*GIVEN DATA:*
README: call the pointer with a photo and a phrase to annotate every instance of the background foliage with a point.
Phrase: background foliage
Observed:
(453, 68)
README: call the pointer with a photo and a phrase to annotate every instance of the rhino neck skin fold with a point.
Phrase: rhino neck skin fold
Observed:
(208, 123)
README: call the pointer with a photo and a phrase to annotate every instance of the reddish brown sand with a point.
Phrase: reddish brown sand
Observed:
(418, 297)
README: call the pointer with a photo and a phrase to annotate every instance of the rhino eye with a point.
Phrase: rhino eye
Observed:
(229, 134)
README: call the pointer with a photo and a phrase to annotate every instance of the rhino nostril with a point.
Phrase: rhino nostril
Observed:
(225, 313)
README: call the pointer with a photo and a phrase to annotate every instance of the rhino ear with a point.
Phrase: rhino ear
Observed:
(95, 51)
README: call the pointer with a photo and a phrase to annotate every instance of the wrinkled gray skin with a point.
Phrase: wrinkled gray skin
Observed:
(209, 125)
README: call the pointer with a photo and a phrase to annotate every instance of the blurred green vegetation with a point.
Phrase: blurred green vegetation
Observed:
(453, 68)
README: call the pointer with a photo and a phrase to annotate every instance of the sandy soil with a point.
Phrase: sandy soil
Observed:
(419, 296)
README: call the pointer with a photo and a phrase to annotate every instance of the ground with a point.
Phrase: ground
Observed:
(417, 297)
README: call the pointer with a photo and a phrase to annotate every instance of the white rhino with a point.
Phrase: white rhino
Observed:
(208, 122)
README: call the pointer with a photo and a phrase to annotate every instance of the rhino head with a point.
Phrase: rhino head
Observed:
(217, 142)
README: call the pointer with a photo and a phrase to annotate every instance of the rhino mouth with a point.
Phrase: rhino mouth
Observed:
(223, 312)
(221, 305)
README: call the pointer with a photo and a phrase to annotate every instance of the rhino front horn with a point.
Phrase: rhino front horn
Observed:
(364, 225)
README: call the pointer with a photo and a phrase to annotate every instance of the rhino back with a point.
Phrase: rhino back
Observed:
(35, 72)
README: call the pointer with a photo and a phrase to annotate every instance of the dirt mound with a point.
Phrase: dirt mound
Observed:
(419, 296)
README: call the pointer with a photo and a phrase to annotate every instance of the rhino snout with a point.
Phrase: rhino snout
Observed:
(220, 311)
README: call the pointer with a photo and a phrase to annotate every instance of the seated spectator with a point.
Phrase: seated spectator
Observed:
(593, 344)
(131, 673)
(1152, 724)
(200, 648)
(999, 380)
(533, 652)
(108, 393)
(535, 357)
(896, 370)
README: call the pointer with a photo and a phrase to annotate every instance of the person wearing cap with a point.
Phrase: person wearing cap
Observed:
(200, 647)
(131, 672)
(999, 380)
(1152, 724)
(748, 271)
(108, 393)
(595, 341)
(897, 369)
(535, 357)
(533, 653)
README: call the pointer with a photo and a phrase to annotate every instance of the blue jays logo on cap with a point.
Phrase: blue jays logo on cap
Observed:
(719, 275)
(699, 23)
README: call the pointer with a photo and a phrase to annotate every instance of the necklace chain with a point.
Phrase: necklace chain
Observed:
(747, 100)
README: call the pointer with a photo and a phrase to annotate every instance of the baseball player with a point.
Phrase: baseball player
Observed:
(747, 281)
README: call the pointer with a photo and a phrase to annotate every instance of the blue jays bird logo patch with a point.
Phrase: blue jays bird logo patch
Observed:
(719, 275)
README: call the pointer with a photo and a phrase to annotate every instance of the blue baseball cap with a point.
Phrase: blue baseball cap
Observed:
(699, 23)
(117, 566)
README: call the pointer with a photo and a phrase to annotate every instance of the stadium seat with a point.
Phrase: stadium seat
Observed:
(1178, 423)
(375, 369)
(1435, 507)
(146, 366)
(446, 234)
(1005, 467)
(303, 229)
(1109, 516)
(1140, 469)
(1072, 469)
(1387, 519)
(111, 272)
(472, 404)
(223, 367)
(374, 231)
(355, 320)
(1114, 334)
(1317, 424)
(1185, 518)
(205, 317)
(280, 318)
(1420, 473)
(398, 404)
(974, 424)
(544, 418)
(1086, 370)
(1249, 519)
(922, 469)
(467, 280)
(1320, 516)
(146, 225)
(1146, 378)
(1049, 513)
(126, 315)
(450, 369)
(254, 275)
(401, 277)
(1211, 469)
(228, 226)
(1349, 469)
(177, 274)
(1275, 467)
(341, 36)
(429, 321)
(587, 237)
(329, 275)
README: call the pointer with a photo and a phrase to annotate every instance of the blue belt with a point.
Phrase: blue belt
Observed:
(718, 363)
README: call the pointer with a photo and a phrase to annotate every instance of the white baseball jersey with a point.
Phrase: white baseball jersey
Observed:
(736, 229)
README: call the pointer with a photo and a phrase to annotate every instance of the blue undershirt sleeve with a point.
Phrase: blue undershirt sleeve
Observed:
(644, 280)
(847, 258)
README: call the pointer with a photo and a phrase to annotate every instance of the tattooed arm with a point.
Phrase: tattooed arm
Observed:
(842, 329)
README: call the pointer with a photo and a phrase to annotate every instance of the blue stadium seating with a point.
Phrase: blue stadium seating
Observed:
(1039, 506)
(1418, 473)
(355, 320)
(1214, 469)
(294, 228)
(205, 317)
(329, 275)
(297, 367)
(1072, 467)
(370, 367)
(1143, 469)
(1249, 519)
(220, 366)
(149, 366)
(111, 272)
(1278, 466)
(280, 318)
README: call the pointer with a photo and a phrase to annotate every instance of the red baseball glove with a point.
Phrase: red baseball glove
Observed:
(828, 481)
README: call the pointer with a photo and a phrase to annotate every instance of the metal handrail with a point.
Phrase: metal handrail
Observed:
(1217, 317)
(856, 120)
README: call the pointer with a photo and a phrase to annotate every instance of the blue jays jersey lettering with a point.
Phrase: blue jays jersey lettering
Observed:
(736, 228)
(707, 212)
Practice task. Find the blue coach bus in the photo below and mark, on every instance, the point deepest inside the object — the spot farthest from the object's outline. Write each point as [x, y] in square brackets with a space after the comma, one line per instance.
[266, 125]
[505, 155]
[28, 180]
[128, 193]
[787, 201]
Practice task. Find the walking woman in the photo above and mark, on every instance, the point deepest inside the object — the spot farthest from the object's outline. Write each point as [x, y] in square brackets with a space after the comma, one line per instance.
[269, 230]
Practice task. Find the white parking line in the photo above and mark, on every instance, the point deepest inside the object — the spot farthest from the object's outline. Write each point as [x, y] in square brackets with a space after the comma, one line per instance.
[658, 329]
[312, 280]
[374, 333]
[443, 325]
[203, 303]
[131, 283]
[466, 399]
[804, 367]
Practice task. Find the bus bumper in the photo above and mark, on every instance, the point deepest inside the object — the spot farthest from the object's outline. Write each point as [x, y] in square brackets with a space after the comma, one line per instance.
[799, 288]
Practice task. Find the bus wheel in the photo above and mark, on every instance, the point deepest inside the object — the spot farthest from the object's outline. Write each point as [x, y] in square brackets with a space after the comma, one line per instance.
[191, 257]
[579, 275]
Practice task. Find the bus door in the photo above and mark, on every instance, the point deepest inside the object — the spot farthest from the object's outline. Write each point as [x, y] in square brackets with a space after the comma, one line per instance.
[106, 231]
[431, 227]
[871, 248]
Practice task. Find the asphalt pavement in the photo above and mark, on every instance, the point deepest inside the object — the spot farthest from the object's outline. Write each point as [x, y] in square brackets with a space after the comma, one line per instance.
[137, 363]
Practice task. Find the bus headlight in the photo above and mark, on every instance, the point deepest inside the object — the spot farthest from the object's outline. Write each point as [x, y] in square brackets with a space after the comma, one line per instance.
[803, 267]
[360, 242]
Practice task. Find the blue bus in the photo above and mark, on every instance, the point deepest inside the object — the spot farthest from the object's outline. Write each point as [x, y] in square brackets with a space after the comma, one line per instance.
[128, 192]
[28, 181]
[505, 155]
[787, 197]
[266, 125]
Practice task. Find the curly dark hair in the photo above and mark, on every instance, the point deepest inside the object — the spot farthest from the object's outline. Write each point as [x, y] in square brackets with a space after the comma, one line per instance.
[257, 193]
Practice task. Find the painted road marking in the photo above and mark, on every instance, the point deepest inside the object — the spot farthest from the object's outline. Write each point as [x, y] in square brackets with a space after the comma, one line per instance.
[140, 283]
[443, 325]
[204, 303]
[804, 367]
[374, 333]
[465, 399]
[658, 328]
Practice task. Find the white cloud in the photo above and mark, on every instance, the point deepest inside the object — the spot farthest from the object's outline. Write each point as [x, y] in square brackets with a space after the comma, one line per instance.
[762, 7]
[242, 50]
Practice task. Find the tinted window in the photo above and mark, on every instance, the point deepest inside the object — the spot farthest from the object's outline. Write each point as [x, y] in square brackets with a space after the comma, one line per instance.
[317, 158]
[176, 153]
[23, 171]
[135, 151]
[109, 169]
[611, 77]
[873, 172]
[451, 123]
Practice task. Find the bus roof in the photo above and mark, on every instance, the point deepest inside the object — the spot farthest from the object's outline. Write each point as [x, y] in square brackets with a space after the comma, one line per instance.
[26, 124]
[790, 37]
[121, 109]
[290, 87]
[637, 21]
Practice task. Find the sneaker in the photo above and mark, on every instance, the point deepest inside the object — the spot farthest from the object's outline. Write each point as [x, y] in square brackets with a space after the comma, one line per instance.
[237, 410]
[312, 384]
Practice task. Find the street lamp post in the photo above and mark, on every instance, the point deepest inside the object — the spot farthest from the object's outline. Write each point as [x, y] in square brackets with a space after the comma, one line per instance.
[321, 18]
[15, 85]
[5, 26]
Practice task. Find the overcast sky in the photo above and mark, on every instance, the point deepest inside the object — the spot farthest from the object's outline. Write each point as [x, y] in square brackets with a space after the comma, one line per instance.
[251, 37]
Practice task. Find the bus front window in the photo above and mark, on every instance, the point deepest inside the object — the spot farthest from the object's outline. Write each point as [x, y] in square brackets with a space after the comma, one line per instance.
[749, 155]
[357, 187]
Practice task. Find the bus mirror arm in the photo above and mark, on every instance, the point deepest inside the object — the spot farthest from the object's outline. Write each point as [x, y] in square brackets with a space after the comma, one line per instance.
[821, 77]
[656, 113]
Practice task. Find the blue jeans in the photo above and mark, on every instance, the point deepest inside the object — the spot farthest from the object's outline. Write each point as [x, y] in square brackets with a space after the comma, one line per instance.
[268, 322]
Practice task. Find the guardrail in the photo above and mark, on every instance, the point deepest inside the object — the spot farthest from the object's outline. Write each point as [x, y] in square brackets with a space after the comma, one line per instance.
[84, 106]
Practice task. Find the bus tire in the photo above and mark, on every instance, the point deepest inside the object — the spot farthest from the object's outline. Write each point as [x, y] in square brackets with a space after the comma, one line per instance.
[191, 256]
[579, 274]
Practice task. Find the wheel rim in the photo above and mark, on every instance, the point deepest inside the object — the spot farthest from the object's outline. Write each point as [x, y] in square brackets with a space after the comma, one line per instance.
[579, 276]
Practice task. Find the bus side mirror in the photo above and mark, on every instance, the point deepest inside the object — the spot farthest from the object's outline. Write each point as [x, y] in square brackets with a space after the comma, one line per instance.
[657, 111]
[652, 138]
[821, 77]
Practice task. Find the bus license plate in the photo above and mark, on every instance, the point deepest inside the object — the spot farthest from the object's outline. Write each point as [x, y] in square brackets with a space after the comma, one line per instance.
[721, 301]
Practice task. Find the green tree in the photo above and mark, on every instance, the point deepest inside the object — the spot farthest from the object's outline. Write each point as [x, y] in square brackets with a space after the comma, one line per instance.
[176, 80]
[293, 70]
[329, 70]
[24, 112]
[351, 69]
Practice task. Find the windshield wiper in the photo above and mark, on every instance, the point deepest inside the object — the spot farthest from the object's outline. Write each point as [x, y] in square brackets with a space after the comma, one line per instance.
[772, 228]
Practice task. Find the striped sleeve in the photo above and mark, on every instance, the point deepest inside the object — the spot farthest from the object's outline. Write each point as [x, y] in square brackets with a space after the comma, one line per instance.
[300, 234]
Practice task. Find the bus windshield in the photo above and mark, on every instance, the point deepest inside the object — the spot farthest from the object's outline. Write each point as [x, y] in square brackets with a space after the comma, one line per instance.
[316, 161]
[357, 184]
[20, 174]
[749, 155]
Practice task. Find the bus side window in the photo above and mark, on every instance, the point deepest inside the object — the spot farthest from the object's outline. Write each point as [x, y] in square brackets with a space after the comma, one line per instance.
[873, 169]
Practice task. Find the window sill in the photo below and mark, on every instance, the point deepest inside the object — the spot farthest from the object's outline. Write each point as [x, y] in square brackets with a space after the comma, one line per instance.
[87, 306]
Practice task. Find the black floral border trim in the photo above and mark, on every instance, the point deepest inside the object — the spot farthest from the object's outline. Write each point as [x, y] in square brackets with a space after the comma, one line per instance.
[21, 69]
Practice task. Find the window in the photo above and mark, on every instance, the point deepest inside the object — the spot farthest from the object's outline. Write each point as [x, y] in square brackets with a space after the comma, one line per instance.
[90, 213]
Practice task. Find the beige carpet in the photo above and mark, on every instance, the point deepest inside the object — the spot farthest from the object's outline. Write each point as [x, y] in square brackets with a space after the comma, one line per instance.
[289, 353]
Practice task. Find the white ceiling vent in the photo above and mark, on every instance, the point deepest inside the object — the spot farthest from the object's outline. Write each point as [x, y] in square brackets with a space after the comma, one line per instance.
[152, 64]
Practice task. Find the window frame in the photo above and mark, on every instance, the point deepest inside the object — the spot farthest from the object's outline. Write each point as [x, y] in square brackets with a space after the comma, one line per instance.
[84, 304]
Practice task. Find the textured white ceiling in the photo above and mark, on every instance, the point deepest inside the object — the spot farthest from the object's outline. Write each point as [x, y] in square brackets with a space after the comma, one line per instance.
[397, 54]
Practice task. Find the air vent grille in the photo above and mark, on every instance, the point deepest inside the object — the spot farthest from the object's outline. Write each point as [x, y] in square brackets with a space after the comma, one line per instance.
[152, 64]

*TASK REQUIREMENTS:* In the records above, some lines may contain the word "wearing"; copy every one of them.

*TASK OUTPUT:*
README: call the pointer with a photo and a phrase to annotate every instance of the person wearing cap with a point.
Phrase: person wearing cap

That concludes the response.